§ **INSTRUCTIONS FOR THE TASK**: In the records below, the line containing "Kindly give the mask of every instance of the <item>flag</item>." marks the start. Copy that line and everything after it exactly, through the last line.

** Opening MATERIAL SUPPLIED block **

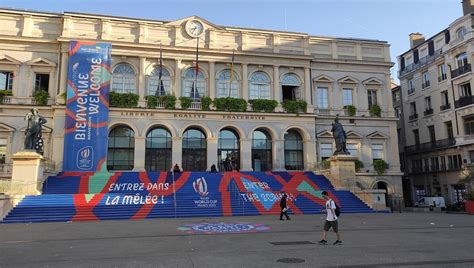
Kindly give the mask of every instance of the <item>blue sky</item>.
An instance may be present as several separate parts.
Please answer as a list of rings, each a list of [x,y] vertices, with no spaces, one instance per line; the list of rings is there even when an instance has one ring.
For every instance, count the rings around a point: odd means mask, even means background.
[[[225,26],[378,39],[391,44],[393,62],[409,49],[410,33],[431,37],[462,16],[461,0],[0,0],[0,6],[159,20],[197,15]]]

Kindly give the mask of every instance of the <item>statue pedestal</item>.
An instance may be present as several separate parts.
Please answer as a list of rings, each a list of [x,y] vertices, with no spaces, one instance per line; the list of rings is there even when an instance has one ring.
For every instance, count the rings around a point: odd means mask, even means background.
[[[11,159],[13,171],[10,194],[41,194],[45,158],[33,150],[25,150],[14,154]]]
[[[350,189],[351,181],[355,179],[355,161],[357,157],[351,155],[335,155],[331,161],[331,178],[337,188]]]

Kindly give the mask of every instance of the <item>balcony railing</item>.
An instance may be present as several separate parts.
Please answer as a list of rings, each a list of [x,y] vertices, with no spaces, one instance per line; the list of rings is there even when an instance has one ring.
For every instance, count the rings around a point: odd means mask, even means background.
[[[421,83],[421,88],[427,88],[429,86],[430,86],[430,81],[429,80]]]
[[[457,100],[456,102],[454,102],[454,107],[461,108],[461,107],[468,106],[468,105],[473,104],[473,103],[474,103],[474,95],[464,96],[464,97],[459,98],[459,100]]]
[[[191,102],[191,105],[189,106],[190,110],[201,110],[201,102],[199,101],[193,101]]]
[[[415,120],[418,118],[418,114],[412,114],[408,117],[409,120]]]
[[[425,110],[425,111],[423,112],[423,115],[424,115],[424,116],[428,116],[428,115],[431,115],[431,114],[433,114],[433,109],[432,109],[432,108],[430,108],[430,109],[428,109],[428,110]]]
[[[439,106],[440,111],[444,111],[451,108],[451,103]]]
[[[414,87],[409,88],[409,89],[408,89],[408,95],[411,95],[411,94],[413,94],[413,93],[415,93],[415,88],[414,88]]]
[[[465,73],[471,72],[471,64],[465,64],[462,66],[459,66],[457,69],[451,71],[451,78],[455,78],[457,76],[460,76]]]
[[[321,115],[330,115],[331,114],[330,109],[318,108],[317,111],[318,111],[318,114],[321,114]]]
[[[414,71],[414,70],[416,70],[420,67],[425,66],[426,64],[429,64],[429,63],[435,61],[442,54],[443,54],[443,50],[438,49],[434,52],[433,55],[425,56],[425,57],[421,58],[417,63],[413,63],[413,64],[405,66],[405,69],[400,70],[400,76],[403,76],[403,75],[405,75],[405,74],[407,74],[411,71]]]
[[[0,164],[0,177],[10,177],[12,175],[12,164]]]
[[[448,138],[444,140],[437,140],[433,142],[424,142],[420,144],[415,144],[411,146],[406,146],[405,147],[405,152],[406,153],[420,153],[424,151],[431,151],[431,150],[437,150],[437,149],[442,149],[446,147],[450,147],[456,145],[456,139],[455,138]]]
[[[438,76],[438,82],[444,81],[448,78],[446,74],[442,74],[441,76]]]

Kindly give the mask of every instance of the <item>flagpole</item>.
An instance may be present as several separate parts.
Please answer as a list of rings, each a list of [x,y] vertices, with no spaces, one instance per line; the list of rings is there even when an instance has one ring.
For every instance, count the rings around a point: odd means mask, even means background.
[[[232,90],[232,82],[234,80],[234,53],[235,53],[235,49],[232,49],[232,61],[230,63],[230,79],[229,79],[229,94],[228,94],[228,97],[230,97],[230,91]]]
[[[199,72],[199,37],[197,38],[197,45],[196,45],[196,72],[194,73],[193,101],[196,100],[198,72]]]

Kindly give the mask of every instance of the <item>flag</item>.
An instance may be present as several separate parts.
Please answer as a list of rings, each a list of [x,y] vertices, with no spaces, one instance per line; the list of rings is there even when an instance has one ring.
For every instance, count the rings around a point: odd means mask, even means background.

** Closing MATERIAL SUPPLIED block **

§ **SOLUTION TO THE PROBLEM**:
Kindly give the mask of every instance of the <item>flag</item>.
An instance may be present as several separate parts.
Please answer as a list of rings, each a list of [x,y] vertices, with no spaces, one instance per line; the list of rings is there even when an instance has one ring.
For every instance, count the rings around a point: odd means mask, even means background.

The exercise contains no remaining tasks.